To do —
Return each entry precisely as it appears below.

Supplied records —
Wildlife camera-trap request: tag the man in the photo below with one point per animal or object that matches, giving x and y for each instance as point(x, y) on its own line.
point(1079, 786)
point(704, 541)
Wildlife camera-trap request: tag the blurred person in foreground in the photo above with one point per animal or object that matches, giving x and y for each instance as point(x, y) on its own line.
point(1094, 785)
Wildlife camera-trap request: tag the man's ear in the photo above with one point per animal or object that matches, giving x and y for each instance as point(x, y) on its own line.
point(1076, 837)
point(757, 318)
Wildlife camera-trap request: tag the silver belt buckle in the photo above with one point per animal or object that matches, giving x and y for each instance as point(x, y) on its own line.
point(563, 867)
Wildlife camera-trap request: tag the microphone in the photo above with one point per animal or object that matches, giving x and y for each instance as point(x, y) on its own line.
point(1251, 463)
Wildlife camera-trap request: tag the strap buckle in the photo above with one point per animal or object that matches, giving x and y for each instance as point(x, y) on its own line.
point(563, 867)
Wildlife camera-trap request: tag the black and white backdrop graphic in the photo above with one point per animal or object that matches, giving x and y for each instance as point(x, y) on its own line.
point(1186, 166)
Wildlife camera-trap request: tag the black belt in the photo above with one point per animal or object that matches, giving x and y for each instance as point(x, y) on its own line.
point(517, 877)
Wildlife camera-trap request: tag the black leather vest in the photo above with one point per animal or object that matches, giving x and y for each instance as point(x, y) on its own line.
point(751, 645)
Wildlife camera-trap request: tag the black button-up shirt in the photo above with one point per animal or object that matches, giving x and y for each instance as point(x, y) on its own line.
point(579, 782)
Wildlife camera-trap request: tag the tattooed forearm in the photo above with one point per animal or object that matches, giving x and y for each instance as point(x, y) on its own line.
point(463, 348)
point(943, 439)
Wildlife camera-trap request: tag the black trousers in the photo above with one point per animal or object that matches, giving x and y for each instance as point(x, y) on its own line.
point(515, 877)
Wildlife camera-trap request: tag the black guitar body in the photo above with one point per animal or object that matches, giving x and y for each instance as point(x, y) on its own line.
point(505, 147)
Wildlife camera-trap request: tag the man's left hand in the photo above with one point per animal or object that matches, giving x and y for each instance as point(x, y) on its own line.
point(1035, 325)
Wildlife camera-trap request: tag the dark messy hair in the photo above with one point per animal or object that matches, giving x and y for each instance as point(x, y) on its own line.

Response —
Wildlife camera-trap request: tag the man in the photo below with one point per animal or object that matches, giving x and y for each instance as point(x, y) on its own line.
point(1079, 786)
point(704, 541)
Wildlife camera-trap request: tag the blurred person in foreground in the photo above with one point per animal or object that matches, giving x and y for each instance as point(x, y) on its own line.
point(1094, 785)
Wildlife camera-trap request: tag the man's ear in the photo above with one point per animal or object that matches, giving x and y for each instance as point(x, y) on its own line.
point(1076, 837)
point(757, 318)
Wildlife camera-trap request: tag the silver belt buckle in the photo above with one point per animal or object that matches, giving x and y for each instance as point(x, y) on its own line.
point(563, 867)
Wildlife camera-trap request: tag the microphone in the photo above with one point per animal or object that matches, giving x and y for each instance as point(x, y) on its own line.
point(1251, 463)
Wildlife camera-trap request: tag the strap buckle in the photo above with one point per animal or object that matches, giving x and y for each instance as point(x, y) on its own line.
point(563, 867)
Wildlife camera-trap request: tag the black and white backdrop graphic in the photo above with one point per animal or object that matches, giving x and y for each instance as point(x, y) on its own line.
point(1186, 166)
Wildlife camera-trap request: tag the black belt in the photo above with one point per animal or object that matches, giving x and y for each instance as point(x, y) on its own line.
point(517, 877)
Wildlife camera-trap request: tag the black leather vest in the photo above with one point per animal or object that matches, giving x and y for each instance as point(x, y) on its own line.
point(751, 645)
Wildlife camera-trap request: tag the black button-up shirt in the photo above with one point per animal or object that matches, giving x and y for each instance as point(x, y) on its own line.
point(579, 782)
Wildlife camera-trap request: tag the tattooed forearm in the photo above with one point per animal or object that matches, giving x and y for each instance as point(x, y) on its own line.
point(463, 348)
point(943, 439)
Wildlife camera-trap request: tag the black trousers in the photo above with one point per animal or object that matches, giving x and y for each instance as point(x, y) on its own line.
point(515, 877)
Wildlife camera-trap request: tag the black guitar body in the photo above with one point per animal or object that matches, giving x and y for each instance as point(x, y) on its own line.
point(505, 147)
Wildlife camera-trap request: tag the man's left hand in the photo above with one point per animal or object that matches, giving x and y for each instance as point(x, y) on its own line.
point(1035, 325)
Wildlife camera-trap request: tag the dark messy hair in the photo above with one point per animal or object that matches, giving x and y for each instance as point(x, y) on its own line.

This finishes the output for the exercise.